Excerpted text =
===============

Devils Corner - Where I get to indulge a bit of devilish advocacy

Thursday, January 20, 2011

Health Care Reform & the bottom line

So Stage One of Health Care Reform (HCR) is now a reality.   Dealing with insurance applications that are now literally 20 pages longer, with insurance rates that are now sometimes 50% higher, makes this new law feel remarkably like a diagnosis of Stage One cancer.   You hope it won't get any worse.  You instantly, heart and soul commit to doing whatever it takes to beat the disease.   Because the one way to ensure the disease wins is to do nothing. 

Problem is, the folk who should be 'doing something' are more worried about refilling their election war chests than cutting out the cancer they've inflicted on the body public.  For all the rhetoric, the foot soldier reality is that the numbers don't work in application.   I had the privilege of serving on a panel addressing HCR's impact on the medical and business communities this week for the Association for Strategic Planning in Los Angeles.   Two of the panel members belonged to the medical profession:  one a chief hospital administrator, the other a senior Kaiser physician.   BOTH of them highlighted the financial disaster HCR represents even while recognizing the benefit of electronic recordkeeping.  For example:

HCR imposes serious new liabilities on hospitals as 'accountable care' organizations, all of which mean higher expenses;
HCR threatens to cut Medicare and Medicaid reimbursement rates to a level roughly 50% of cost.

===============

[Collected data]

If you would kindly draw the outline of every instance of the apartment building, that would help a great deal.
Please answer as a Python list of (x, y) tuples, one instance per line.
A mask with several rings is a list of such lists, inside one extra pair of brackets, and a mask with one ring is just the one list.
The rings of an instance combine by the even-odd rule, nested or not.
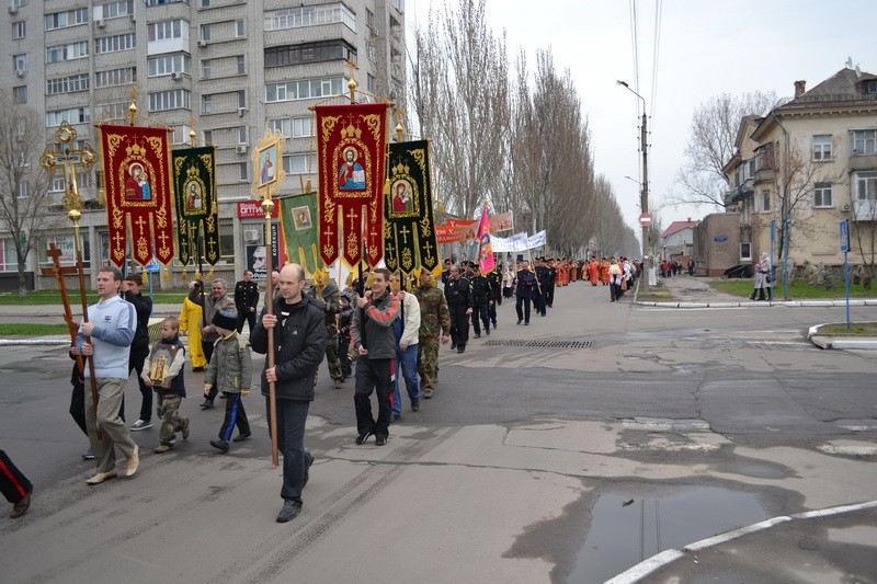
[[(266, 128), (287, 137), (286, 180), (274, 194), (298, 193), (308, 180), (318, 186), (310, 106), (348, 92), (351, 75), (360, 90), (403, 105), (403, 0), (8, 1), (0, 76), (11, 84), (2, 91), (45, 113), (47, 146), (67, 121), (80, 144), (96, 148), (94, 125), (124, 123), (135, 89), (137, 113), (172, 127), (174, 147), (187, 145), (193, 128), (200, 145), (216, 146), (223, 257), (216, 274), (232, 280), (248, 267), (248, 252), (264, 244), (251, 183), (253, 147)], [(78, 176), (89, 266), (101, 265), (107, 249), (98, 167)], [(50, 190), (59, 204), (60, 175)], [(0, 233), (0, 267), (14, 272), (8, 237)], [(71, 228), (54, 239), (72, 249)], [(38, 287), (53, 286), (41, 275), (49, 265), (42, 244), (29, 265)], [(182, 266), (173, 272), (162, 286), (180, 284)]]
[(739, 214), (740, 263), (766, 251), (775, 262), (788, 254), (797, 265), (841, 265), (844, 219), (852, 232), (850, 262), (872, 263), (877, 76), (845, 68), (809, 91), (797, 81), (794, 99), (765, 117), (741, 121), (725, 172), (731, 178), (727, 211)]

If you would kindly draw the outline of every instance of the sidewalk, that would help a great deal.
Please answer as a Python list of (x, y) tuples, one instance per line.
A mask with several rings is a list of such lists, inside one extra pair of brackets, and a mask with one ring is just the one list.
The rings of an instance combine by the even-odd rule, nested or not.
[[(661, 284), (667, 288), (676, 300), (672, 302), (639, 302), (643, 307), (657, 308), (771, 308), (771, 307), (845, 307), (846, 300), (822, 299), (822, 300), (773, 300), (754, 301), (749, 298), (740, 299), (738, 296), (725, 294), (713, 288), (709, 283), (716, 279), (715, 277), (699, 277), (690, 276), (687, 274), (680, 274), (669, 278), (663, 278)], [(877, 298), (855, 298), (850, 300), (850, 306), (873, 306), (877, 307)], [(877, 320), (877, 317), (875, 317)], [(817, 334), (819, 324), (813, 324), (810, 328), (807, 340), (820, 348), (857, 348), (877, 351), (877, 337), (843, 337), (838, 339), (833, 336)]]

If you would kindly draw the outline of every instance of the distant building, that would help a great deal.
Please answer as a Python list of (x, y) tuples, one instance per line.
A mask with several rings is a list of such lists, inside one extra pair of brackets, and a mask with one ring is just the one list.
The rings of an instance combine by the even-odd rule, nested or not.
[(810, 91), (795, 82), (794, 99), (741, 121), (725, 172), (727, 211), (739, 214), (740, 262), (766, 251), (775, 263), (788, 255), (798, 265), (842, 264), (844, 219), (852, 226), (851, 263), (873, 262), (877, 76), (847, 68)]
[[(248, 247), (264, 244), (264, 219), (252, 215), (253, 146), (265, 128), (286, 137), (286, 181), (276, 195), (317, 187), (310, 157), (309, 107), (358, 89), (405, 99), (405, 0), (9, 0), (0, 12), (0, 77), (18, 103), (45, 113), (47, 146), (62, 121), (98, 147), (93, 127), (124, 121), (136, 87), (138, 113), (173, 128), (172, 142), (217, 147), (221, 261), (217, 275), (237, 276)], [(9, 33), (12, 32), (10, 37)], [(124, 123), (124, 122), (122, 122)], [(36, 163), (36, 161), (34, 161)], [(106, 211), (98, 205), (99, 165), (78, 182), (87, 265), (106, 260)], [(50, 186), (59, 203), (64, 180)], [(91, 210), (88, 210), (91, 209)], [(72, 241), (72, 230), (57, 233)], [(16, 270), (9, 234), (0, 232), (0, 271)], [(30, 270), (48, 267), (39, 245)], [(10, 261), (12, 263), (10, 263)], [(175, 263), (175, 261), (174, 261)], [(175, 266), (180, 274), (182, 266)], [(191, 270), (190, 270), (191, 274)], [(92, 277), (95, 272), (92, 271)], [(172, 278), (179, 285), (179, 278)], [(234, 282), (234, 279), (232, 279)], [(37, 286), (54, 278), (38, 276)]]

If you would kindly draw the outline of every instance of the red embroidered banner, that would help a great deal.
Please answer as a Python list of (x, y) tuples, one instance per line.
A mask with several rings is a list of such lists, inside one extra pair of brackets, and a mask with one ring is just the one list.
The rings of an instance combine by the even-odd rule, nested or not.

===============

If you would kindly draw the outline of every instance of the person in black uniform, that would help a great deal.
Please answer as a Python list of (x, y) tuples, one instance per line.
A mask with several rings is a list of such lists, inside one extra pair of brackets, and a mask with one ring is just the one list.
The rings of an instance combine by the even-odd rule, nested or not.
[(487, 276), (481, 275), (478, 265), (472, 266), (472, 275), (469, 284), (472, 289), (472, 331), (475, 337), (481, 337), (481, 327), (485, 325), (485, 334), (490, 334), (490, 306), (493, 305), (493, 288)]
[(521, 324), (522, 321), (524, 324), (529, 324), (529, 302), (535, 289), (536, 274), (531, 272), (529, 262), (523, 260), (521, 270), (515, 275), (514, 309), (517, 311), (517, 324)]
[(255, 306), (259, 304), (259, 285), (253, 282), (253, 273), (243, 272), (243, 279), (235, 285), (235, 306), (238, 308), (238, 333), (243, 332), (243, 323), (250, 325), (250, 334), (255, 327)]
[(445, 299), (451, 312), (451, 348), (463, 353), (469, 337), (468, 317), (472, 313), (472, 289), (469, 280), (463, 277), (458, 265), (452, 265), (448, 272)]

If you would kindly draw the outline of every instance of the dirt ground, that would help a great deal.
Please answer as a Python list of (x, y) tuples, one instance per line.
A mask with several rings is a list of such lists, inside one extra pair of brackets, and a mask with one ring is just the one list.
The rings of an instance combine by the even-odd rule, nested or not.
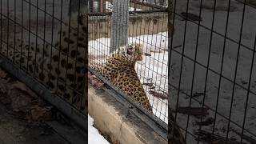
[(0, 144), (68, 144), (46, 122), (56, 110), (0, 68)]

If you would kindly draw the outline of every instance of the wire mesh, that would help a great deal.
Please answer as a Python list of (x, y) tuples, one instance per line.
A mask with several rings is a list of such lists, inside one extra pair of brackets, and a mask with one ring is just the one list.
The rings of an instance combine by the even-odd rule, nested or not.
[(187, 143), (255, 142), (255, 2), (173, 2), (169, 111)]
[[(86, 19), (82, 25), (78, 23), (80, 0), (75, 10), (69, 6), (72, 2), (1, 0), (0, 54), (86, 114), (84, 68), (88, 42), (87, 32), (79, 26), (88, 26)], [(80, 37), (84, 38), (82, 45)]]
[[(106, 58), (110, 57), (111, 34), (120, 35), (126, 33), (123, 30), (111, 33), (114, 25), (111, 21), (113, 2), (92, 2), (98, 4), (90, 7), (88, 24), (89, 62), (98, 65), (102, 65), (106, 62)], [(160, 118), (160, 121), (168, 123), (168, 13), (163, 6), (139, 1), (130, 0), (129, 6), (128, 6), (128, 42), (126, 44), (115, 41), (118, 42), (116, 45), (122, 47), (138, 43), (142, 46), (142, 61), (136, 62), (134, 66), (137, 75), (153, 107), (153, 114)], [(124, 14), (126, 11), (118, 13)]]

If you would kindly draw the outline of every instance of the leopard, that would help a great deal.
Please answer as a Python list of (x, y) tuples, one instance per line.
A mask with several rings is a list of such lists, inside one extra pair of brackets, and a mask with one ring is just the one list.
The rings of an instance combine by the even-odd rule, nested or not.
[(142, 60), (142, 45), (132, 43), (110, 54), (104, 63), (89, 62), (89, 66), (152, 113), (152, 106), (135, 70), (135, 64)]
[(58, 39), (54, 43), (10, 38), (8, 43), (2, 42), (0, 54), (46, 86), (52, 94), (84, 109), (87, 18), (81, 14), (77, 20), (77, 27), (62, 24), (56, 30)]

===============

Exercise requirements =
1 - In the blog post on health care reform, for which organization did the writer serve on a panel?
2 - Reproduce the stretch of the blog post on health care reform from "Devils Corner - Where" through "to do nothing.", word for word.
3 - Continue the blog post on health care reform from its last sentence onward.

Answers for the exercise =
1 - The Association for Strategic Planning in Los Angeles.

2 -
Devils Corner - Where I get to indulge a bit of devilish advocacy

Thursday, January 20, 2011

Health Care Reform & the bottom line

So Stage One of Health Care Reform (HCR) is now a reality.   Dealing with insurance applications that are now literally 20 pages longer, with insurance rates that are now sometimes 50% higher, makes this new law feel remarkably like a diagnosis of Stage One cancer.   You hope it won't get any worse.  You instantly, heart and soul commit to doing whatever it takes to beat the disease.   Because the one way to ensure the disease wins is to do nothing.

3 -
Results:
  1. even more doctors dropping out of goverment programs
  2. higher negotiated reimbursement rates from private insurance companies
  3. higher fees AND premiums for patients
And who are the majority of the uninsured in CA (as well as Texas, New Mexico, & Arizona)?   According to a California Health Care Foundation study (available for free through http://www.chcf.org/) a full 61% of the uninsured in CA are Latino.   A whopping 49% of California's 6.8 million uninsured are NON-citizens.   The study doesn't speculate what percentage of the 61% also falls into the non-citizen category - but I suspect the break out would be reasonably NONsurprising.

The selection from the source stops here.